What is required: Restate the whole listing word for word. Pictures are left out.

[Pointing records]
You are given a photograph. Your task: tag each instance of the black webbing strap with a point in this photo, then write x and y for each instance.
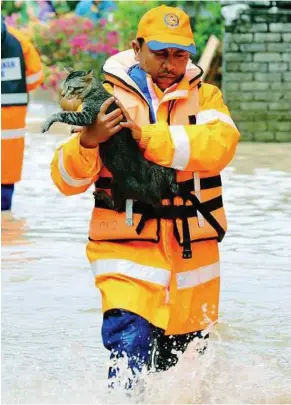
(184, 187)
(208, 216)
(173, 212)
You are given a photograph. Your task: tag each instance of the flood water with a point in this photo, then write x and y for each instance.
(51, 345)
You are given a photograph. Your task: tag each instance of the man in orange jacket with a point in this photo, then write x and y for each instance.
(21, 72)
(158, 273)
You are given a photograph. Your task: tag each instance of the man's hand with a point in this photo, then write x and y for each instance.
(135, 129)
(103, 128)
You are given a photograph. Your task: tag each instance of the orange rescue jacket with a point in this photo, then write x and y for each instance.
(21, 73)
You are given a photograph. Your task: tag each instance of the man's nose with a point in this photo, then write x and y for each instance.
(169, 64)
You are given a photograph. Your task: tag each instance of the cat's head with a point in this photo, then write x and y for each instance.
(77, 84)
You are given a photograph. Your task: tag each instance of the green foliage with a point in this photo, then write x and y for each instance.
(205, 18)
(126, 19)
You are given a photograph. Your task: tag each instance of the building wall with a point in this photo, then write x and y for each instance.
(256, 78)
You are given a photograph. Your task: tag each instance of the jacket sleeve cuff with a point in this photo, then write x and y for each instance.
(146, 136)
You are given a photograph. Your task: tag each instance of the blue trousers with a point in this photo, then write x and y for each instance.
(7, 191)
(125, 333)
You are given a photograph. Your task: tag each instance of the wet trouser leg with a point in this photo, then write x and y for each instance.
(7, 191)
(127, 334)
(166, 348)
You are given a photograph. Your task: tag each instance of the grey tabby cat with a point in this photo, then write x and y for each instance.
(133, 177)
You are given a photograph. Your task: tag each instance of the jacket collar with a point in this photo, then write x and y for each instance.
(116, 69)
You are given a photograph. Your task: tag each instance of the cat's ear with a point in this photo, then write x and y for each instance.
(89, 75)
(68, 69)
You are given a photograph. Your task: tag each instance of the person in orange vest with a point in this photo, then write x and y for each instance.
(159, 278)
(21, 72)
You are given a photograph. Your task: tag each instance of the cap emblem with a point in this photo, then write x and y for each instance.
(171, 20)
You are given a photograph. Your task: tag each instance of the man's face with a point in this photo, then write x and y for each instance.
(165, 66)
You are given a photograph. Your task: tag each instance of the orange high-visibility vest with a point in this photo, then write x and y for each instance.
(190, 220)
(140, 268)
(21, 73)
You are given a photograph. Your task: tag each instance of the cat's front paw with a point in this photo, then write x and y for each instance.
(46, 126)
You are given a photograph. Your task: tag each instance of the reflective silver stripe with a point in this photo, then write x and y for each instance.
(182, 147)
(203, 117)
(197, 189)
(193, 278)
(34, 77)
(14, 98)
(12, 133)
(131, 269)
(67, 178)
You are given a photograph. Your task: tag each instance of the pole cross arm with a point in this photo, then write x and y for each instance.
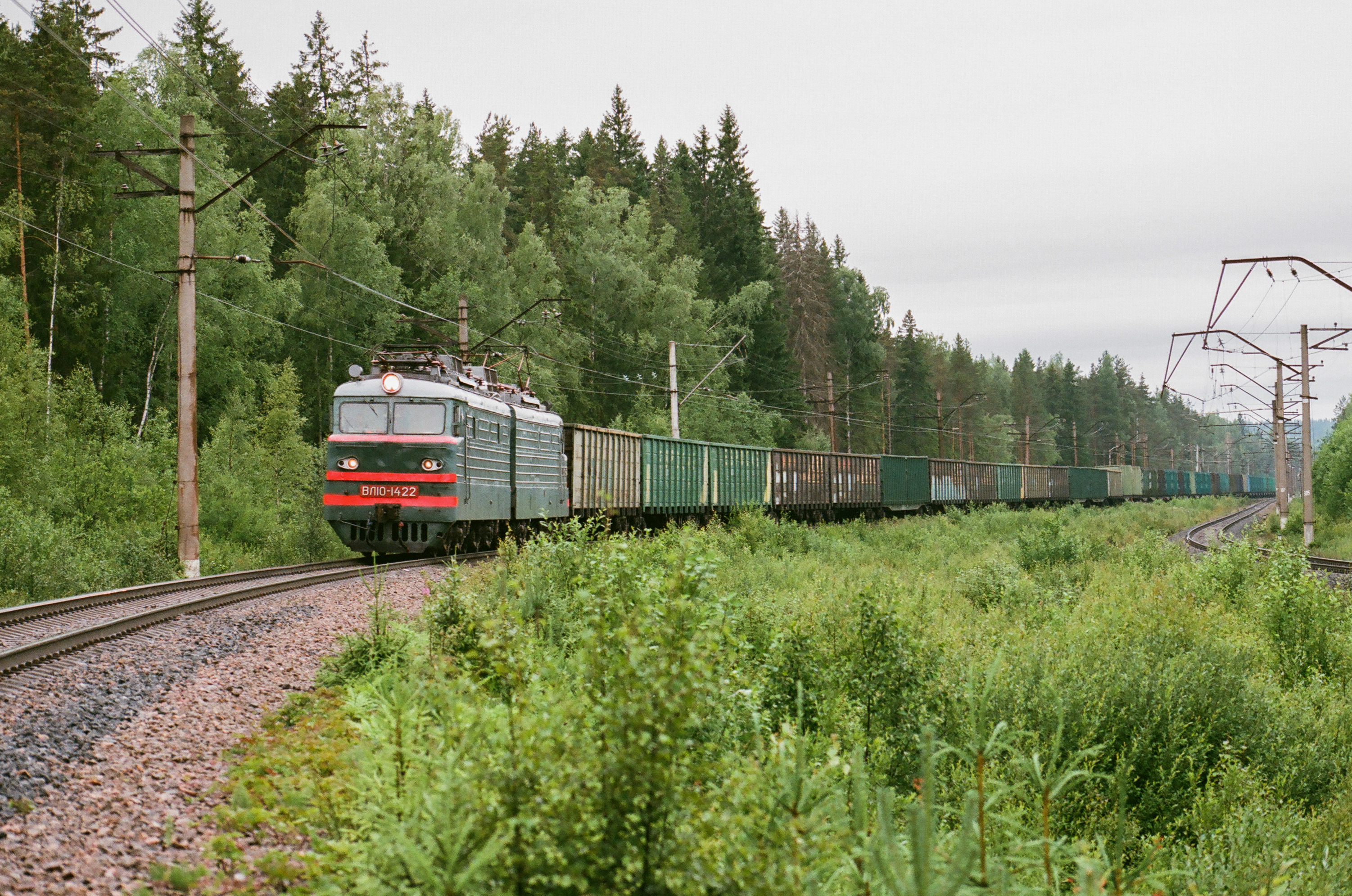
(712, 371)
(122, 156)
(289, 148)
(1288, 259)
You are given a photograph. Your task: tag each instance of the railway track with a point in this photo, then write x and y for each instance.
(34, 633)
(1225, 526)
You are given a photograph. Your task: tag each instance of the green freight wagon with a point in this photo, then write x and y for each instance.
(801, 480)
(675, 476)
(1134, 480)
(1087, 484)
(739, 476)
(603, 469)
(905, 482)
(855, 480)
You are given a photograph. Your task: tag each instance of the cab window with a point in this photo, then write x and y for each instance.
(420, 418)
(364, 417)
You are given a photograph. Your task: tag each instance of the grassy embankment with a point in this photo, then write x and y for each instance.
(779, 709)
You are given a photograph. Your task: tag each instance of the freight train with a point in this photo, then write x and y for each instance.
(432, 455)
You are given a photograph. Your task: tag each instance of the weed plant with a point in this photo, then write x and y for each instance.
(991, 702)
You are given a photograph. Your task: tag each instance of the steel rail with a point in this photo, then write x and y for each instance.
(22, 612)
(1225, 523)
(32, 653)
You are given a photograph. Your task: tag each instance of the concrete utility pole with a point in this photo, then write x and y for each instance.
(464, 329)
(887, 411)
(675, 392)
(1307, 440)
(850, 403)
(939, 422)
(190, 546)
(1281, 461)
(831, 406)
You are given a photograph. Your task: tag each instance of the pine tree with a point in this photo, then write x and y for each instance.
(219, 68)
(617, 158)
(1026, 407)
(804, 302)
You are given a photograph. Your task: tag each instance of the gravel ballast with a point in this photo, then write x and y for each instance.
(109, 757)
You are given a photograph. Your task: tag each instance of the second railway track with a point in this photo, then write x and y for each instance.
(33, 633)
(1205, 536)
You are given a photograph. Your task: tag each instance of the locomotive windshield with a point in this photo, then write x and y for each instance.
(420, 418)
(364, 417)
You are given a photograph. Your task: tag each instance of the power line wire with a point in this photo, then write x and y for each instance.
(150, 274)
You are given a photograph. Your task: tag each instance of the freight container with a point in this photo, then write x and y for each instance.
(675, 476)
(855, 480)
(1009, 482)
(603, 469)
(1062, 483)
(1134, 480)
(739, 476)
(801, 479)
(1087, 484)
(1040, 483)
(905, 482)
(948, 482)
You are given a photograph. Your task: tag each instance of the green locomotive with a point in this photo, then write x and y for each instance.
(429, 455)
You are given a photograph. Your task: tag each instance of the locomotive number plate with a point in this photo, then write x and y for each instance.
(390, 491)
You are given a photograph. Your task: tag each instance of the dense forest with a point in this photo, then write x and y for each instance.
(580, 256)
(638, 244)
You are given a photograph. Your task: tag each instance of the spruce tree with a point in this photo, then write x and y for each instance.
(364, 76)
(537, 181)
(495, 141)
(321, 67)
(668, 200)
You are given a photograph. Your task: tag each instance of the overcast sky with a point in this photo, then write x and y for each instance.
(1056, 176)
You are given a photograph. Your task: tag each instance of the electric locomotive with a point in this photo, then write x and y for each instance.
(430, 455)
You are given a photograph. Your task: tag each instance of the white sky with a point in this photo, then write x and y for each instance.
(1060, 176)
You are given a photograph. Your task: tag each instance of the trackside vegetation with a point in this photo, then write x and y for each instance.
(989, 702)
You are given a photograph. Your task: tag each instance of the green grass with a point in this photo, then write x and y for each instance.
(763, 707)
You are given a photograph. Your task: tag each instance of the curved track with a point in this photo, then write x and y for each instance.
(33, 633)
(1205, 536)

The response:
You are given a photograph. Your task: tag each instance of the black webbing strap with a point in this photo, then write x and y for each instance.
(184, 187)
(208, 216)
(173, 212)
You are given a photograph. Your task: tag each instance of the flood water with a point in this photo, then write x and y for each instance.
(51, 345)
You are given a photograph. Your task: tag each instance of the man in orange jacket with a point in this photo, then write x and y for each instance.
(21, 72)
(158, 273)
You are given a photograph. Your task: tag each instance of the man's hand with a point in this photo, then write x and y for each instance.
(135, 129)
(103, 128)
You are given a photograph. Your task: tag each instance of the orange rescue jacket with a point in this photo, then write x and y for each instance.
(21, 73)
You are given a photograph. Your task: tag each instance of the man's nose with a point in this photo, then write x and y for each instance.
(169, 64)
You are given a photograph. Your task: tag each instance of the cat's head with a point in this photo, then write x and y for each instance.
(77, 84)
You are given a photograph. Your task: tag each instance of the green foliage with a point in this photo, then write x and y for each instance.
(205, 18)
(126, 19)
You are given a photograph. Your task: tag each instance of the building wall with a point in this photo, then write x and y for each instance.
(256, 78)
You are given a photograph. Your task: tag each instance of the jacket sleeve cuff with a point in this photo, then write x and y for each instance.
(146, 136)
You are given a photograph. Your task: tag each instance of the blue trousers with a point in this photo, then write x and y for each instance.
(7, 191)
(125, 333)
You are given a photograph. Your task: tag each instance of the wet trouser leg with a point in this photo, then write x and y for each instance.
(7, 191)
(127, 334)
(166, 348)
You are given a photograph. Your task: tag each instance of the grey tabby cat with a point in this photo, then write x and y for each instance.
(133, 177)
You are given a photograph. Your task: tag each instance of the jacket collar with a point in this photo, then write x and y for each instance.
(116, 69)
You are given a photograph. Your task: tag each instance of the cat's ear with a point in this photo, then write x and y for each instance.
(89, 75)
(68, 69)
You are given a photograph. Your task: tag each instance of the person in orange vest with a point in this photo, then write x and y for each instance.
(159, 278)
(21, 72)
You are given a photograph. Your task: tag each instance of the cap emblem with a point in this photo, then write x and y for each instance.
(171, 20)
You are given a photograph. Your task: tag each instance of the man's face with a point in this photo, then write x and y for each instance.
(165, 66)
You are given a photograph. Your task: tag each instance of the orange high-visibility vest with a point in this photo, then write x and y for each instance.
(190, 220)
(140, 268)
(21, 73)
You are given a photograph. Your task: tag each instance of the cat's front paw with a point in this photo, then write x and y for each instance.
(46, 126)
You are given a photograph. Your task: tag each instance of the reflective silver stripe with a point in this photo, then write x and y for each instance.
(182, 147)
(203, 117)
(197, 189)
(193, 278)
(34, 77)
(14, 98)
(12, 133)
(131, 269)
(67, 178)
You are given a photograph. Your task: tag each instance of the pole cross arm with a point in this photo, then write x and y for each instance.
(712, 371)
(122, 156)
(289, 148)
(1288, 259)
You are given a photograph. Your task: tag each instance of the railway track with a point in this photo, then write x and y for each instance.
(34, 633)
(1225, 526)
You are given a photograph. Your task: tag each instance of the green freight wagon with a point in this photo, then write x and y for each instance.
(801, 480)
(675, 476)
(1134, 480)
(1087, 484)
(739, 476)
(603, 469)
(905, 482)
(855, 480)
You are given a photograph. Your task: tag each instance of the cab window with a point in this photo, then write x and y for each instance.
(420, 418)
(364, 417)
You are given a photograph. Your task: tag each instance of the grassy embankment with a point in this photo, then write x and y for each instance.
(779, 709)
You are given a photograph. Your task: tag each instance of the freight train with a point in this photo, then write x and y for each instance.
(432, 455)
You are given a photograph. Your task: tag each instance of the weed plant with a point in this photo, then write x and y for each instance.
(991, 702)
You are given a photograph. Your task: tag each instance of the steel rail with a point in this photo, then write x and y for each instance.
(22, 612)
(1225, 523)
(32, 653)
You are given a photograph. Your task: tag each instance of the concrete utility pole with a point in this photo, then write x and y for each instance.
(464, 329)
(887, 411)
(675, 392)
(1307, 440)
(850, 403)
(939, 422)
(190, 546)
(1281, 461)
(831, 406)
You are given a photograph. Your task: tag each instance of the pine tree with a point in this photo, then write x and y for each instance.
(219, 68)
(617, 158)
(1026, 407)
(804, 302)
You are given a photograph. Your task: tag each instance of the gravel ballast with a point in this photo, then write x and y for each instance.
(109, 757)
You are given a photograph. Your task: tag each instance of the second railway track with a point in this photo, then write x and y for each instance.
(33, 633)
(1205, 536)
You are given a photograph. Your task: tag each instance of the locomotive windshield with a point in this photo, then write x and y for each instance.
(420, 418)
(364, 417)
You are given a photograph. Your task: tag each instance of the power line wire with a point in this photo, then write x and y for each instance.
(150, 274)
You are given a photograph. Your task: tag each instance of the freight container with a point in this photo, then write x and y for each instance.
(675, 476)
(855, 480)
(1009, 482)
(603, 469)
(1062, 483)
(1134, 480)
(739, 476)
(801, 479)
(1087, 484)
(1040, 483)
(905, 482)
(948, 482)
You are given a photograph. Your task: tag each instance of the green locomotive with a point in this photo, then write x and y for each instance.
(429, 455)
You are given a photograph. Your task: tag each instance of the locomotive number plate with a point in this photo, then write x and y for each instance.
(390, 491)
You are given a photograph. Your task: tag each instance of the dense forest with a point in this photo, then write x and y for each instance.
(580, 256)
(638, 244)
You are given a photograph. Your task: tag each instance of the spruce tree with a point in this photo, then write x and y for each instance.
(364, 76)
(537, 181)
(495, 141)
(321, 67)
(668, 200)
You are given a photograph. Your task: tag each instance of the overcast sky with a point in this photo, then write x and y for each instance.
(1056, 176)
You are given a photograph. Your task: tag each instance of the electric locomotive with a point in this photo, then write x and y for each instance.
(430, 455)
You are given a photograph. Your task: tag each instance of the white sky with a point in this photo, then write x and y for each instance.
(1060, 176)
You are given a photograph. Your task: tag each instance of the trackside vegetation with a point in this photo, then write x and y for each instance.
(989, 702)
You are given a photograph. Your task: tag each instance of the green grass with a point in this photo, then write x and y for each instance.
(763, 707)
You are given a photograph. Your task: tag each instance of the curved track with a point in this photo, then write x and y for each instance.
(33, 633)
(1205, 536)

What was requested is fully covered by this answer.